Task to complete
What lines of the material below include the string "lower"? Copy all of them.

══════════

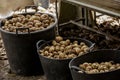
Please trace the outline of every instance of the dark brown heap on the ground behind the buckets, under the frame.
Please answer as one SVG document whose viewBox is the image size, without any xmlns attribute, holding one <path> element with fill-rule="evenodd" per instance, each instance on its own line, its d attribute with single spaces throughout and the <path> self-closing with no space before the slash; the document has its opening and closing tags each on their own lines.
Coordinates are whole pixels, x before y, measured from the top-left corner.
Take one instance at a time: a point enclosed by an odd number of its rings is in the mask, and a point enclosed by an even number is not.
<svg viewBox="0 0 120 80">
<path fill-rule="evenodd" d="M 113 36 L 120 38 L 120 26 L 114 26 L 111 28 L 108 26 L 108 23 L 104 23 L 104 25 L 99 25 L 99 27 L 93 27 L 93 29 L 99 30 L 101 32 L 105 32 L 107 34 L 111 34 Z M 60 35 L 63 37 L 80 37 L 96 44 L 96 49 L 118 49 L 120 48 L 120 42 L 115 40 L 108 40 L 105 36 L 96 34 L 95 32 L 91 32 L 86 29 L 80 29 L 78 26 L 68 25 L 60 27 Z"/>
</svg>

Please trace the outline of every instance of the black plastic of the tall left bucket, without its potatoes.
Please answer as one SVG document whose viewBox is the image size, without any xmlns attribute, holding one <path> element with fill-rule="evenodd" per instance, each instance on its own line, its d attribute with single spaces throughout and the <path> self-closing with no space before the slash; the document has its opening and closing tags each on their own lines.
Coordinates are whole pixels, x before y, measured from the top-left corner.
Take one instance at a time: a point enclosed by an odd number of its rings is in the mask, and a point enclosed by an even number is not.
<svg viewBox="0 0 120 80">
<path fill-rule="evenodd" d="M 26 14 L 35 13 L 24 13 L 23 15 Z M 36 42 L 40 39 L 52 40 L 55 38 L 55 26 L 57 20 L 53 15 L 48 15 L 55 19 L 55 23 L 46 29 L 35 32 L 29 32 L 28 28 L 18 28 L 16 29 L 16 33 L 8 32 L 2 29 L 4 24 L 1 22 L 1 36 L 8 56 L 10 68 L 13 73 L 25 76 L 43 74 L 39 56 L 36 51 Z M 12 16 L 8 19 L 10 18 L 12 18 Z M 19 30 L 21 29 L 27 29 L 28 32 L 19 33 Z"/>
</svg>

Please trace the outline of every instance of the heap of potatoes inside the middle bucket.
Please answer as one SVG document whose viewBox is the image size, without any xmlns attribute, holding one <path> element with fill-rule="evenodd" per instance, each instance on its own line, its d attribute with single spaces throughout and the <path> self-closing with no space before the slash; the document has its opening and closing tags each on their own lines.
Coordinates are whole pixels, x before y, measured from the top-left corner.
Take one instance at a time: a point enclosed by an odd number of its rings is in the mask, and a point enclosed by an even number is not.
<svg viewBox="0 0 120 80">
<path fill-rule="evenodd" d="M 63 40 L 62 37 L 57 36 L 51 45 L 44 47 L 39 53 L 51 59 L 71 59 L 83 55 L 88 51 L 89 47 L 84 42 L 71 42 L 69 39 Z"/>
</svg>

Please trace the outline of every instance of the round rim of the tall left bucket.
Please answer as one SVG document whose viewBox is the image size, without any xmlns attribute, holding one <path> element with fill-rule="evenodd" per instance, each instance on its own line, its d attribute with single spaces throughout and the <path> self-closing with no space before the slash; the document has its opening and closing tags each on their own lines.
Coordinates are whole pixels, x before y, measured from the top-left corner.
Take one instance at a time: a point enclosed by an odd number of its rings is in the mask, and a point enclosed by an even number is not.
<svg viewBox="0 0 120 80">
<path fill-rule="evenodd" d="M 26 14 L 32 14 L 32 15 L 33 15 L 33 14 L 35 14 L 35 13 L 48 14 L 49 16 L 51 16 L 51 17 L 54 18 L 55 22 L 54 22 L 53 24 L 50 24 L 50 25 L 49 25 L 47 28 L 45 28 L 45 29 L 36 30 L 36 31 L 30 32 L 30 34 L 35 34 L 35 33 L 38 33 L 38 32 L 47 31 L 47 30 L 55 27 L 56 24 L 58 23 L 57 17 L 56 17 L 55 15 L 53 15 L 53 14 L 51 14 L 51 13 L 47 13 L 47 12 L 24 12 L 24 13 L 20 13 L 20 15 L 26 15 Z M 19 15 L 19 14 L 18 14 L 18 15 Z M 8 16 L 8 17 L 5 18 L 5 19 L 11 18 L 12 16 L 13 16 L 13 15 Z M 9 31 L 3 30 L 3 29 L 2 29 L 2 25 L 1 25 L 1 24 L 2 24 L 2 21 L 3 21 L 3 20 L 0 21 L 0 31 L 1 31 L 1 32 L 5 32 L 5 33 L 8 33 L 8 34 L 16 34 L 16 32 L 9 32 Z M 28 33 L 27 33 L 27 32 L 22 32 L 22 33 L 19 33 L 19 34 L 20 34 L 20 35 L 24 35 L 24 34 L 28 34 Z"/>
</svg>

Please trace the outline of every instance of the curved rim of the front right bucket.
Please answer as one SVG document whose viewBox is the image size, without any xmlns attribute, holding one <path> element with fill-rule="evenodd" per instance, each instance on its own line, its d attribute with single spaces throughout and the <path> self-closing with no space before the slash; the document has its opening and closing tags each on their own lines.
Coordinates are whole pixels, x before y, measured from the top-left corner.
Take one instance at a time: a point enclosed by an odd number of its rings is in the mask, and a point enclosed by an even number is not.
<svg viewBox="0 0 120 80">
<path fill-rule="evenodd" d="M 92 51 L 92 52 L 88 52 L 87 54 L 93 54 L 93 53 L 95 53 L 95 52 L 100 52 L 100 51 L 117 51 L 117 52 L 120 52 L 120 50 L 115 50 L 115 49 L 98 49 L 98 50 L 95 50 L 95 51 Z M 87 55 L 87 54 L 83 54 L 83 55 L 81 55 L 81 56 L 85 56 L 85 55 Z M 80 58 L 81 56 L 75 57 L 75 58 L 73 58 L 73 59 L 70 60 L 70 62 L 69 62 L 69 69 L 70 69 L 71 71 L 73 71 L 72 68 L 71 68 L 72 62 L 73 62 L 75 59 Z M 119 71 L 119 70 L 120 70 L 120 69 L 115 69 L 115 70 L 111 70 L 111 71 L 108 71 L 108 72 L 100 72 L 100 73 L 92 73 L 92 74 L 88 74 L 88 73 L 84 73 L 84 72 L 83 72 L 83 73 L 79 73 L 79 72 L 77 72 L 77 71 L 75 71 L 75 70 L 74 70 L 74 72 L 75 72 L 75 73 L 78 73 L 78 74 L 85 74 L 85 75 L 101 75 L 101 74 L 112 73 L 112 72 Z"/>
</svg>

══════════

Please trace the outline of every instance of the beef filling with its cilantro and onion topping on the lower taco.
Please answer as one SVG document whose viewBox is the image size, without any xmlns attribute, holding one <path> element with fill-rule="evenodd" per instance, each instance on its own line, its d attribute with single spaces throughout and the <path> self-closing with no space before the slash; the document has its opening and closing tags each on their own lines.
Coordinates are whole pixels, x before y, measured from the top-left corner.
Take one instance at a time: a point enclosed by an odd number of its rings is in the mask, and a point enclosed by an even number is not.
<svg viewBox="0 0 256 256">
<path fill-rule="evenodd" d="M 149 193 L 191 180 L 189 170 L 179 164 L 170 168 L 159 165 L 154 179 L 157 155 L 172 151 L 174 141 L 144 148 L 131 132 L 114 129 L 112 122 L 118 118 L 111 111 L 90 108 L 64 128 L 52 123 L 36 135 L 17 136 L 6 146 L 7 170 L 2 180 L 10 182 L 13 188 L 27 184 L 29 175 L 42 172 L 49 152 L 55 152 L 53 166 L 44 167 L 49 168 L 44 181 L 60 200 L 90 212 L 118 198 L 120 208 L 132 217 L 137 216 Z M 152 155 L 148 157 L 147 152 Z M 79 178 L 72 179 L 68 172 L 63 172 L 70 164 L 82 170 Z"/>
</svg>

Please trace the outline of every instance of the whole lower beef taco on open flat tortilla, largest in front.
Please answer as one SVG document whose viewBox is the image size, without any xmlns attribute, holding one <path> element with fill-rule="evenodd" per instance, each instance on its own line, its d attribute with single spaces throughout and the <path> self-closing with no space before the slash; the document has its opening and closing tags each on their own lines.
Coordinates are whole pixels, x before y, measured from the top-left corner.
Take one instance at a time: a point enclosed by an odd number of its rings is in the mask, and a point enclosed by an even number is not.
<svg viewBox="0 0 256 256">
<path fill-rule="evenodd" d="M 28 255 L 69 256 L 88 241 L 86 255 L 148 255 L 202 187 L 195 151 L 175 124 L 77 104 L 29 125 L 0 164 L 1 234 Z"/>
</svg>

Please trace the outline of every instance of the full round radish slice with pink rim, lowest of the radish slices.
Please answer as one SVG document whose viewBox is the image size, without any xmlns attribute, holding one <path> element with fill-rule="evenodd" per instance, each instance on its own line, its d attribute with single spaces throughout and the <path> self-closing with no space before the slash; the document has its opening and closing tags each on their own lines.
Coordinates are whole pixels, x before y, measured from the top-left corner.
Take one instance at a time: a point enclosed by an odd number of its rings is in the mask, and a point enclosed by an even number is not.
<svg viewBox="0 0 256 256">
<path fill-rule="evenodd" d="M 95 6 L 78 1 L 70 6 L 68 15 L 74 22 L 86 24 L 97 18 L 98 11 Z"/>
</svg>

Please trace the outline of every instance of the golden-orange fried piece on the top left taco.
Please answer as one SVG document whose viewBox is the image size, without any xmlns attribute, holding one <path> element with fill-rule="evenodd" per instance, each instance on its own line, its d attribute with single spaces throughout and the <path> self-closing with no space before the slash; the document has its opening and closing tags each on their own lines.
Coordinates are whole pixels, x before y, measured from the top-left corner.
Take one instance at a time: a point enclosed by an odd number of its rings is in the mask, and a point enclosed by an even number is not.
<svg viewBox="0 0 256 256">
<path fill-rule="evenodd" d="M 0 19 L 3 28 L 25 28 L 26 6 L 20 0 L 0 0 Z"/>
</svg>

══════════

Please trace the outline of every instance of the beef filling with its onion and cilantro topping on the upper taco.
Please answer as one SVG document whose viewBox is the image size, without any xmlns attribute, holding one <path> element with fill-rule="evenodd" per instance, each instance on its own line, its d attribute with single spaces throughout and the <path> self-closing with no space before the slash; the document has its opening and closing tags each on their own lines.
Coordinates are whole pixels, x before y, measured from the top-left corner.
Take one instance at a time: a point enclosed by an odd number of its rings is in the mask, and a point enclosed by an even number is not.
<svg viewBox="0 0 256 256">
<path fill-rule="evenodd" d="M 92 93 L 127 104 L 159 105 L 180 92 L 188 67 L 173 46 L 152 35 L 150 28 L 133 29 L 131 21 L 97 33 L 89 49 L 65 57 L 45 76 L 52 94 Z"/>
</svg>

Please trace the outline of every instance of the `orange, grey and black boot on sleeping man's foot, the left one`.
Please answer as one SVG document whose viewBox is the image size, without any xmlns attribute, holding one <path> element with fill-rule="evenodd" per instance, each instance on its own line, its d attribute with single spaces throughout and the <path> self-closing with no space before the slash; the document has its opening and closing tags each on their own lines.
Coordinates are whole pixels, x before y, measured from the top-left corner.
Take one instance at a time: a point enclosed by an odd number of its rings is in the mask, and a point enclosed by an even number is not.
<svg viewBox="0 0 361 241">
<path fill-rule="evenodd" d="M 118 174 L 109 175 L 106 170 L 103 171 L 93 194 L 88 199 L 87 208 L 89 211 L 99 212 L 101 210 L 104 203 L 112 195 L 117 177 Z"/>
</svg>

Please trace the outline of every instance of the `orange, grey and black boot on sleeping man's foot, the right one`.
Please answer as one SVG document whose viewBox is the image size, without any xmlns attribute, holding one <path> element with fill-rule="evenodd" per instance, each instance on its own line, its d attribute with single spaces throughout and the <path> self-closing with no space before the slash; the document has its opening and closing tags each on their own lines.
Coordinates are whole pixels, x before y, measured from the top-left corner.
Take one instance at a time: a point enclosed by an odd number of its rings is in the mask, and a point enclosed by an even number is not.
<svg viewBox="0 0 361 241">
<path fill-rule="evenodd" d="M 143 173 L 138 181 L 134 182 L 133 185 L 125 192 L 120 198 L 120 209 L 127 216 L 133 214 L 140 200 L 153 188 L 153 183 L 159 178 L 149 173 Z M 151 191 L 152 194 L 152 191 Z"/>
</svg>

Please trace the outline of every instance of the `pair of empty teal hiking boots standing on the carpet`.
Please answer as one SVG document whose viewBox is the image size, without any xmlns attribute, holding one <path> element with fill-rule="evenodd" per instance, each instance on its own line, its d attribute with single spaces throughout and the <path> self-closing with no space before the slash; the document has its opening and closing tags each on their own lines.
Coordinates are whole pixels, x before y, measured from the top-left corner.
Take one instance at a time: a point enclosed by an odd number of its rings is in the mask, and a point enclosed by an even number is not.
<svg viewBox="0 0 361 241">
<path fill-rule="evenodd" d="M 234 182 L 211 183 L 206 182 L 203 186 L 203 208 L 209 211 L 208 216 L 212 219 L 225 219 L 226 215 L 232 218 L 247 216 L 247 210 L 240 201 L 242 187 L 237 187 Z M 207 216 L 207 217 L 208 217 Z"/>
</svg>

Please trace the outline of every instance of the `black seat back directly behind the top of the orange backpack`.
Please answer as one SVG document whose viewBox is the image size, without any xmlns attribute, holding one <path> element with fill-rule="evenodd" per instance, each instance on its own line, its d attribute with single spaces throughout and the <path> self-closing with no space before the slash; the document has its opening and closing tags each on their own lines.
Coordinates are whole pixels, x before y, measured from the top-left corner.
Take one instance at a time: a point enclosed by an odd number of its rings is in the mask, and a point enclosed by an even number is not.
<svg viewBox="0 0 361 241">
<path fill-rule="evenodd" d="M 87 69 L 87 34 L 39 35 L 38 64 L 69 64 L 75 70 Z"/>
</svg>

══════════

Response
Please trace the outline of every instance of the beef filling with its cilantro and onion topping on the lower taco.
Please trace the outline of every instance of the whole lower beef taco on open flat tortilla, largest in front.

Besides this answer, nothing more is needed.